-- begin --
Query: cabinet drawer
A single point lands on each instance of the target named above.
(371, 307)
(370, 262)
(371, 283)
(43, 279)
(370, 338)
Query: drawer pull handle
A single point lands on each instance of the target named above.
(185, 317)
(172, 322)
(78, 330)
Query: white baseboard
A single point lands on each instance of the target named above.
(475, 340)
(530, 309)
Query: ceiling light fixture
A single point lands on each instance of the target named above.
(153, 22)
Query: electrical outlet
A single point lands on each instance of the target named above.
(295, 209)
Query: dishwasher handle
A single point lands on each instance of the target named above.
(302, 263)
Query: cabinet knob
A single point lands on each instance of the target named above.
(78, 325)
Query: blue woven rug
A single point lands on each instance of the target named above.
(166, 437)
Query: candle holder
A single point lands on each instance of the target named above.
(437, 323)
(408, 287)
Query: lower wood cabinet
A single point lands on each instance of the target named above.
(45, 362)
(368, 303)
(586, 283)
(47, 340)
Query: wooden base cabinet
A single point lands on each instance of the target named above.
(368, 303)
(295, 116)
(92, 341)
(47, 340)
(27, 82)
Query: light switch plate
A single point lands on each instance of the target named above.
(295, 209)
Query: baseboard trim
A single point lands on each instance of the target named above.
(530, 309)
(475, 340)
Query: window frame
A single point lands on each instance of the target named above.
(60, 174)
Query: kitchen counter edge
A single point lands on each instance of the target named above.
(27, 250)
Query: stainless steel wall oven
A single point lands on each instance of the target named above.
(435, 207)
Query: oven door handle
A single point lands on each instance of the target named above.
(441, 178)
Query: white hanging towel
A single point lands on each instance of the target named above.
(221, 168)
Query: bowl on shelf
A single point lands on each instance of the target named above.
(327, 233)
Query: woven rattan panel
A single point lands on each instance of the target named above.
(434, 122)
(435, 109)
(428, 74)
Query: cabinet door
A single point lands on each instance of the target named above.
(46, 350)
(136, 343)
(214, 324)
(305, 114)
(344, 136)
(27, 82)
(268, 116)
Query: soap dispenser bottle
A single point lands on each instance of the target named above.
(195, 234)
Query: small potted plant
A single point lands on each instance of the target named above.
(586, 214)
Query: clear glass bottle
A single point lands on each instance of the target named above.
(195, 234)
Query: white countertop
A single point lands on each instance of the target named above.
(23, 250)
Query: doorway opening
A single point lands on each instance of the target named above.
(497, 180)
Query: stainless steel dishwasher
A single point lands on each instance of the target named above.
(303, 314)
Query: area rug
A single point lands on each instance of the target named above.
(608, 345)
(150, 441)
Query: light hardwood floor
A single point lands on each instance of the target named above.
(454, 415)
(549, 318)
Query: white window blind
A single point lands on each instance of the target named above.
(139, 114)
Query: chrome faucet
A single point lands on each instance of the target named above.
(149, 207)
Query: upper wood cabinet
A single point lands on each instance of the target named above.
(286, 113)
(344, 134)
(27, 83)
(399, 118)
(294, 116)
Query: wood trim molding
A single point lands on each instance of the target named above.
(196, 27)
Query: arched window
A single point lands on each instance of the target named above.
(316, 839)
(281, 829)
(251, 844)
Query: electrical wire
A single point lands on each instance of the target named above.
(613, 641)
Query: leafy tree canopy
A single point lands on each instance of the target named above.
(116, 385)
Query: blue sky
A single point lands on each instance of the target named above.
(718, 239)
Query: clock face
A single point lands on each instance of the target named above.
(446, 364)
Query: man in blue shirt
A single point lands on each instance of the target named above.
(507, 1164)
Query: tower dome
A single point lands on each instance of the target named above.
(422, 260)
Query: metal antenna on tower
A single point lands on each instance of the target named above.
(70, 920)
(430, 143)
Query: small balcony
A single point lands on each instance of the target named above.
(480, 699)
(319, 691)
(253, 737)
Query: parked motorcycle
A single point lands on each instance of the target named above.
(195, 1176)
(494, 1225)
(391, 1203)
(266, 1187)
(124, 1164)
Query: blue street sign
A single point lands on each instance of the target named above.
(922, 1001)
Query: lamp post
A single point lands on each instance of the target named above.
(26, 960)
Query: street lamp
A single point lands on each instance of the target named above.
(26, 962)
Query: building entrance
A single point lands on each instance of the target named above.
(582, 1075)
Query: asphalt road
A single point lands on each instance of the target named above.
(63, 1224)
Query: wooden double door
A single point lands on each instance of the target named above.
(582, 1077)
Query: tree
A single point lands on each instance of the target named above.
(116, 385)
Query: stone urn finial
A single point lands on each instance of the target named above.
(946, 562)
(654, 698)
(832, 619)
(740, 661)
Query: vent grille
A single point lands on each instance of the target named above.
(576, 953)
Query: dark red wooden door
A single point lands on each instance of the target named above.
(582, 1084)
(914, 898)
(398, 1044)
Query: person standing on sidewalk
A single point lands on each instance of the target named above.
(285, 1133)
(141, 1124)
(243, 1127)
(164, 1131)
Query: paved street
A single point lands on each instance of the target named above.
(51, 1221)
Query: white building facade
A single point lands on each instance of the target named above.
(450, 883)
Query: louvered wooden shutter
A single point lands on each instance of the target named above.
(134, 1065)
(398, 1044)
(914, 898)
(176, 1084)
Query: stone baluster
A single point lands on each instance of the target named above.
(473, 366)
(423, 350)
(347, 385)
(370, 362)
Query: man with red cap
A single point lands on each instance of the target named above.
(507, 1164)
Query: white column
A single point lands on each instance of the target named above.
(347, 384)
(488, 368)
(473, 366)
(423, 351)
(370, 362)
-- end --
• [WHAT IS EXPECTED]: Retype the records above without any changes, beginning with the line that contains "Query: white building facade" and continuing through the final line of the records.

• [RESPONSE FOR THIS EXERCISE]:
Query: white building facade
A single point lands on each instance of the target named above.
(450, 883)
Query: louvered wooden shutter
A single point lands on each instance of the target named above.
(134, 1065)
(398, 1044)
(914, 898)
(176, 1084)
Query: stone baluster
A single point lands on each instance of the target named above.
(473, 366)
(423, 350)
(347, 385)
(370, 362)
Query: man with red cap
A single point lands on each instance of the target named above.
(507, 1164)
Query: white column
A single point lands on each instance of the target named above.
(347, 384)
(488, 368)
(473, 366)
(423, 351)
(370, 362)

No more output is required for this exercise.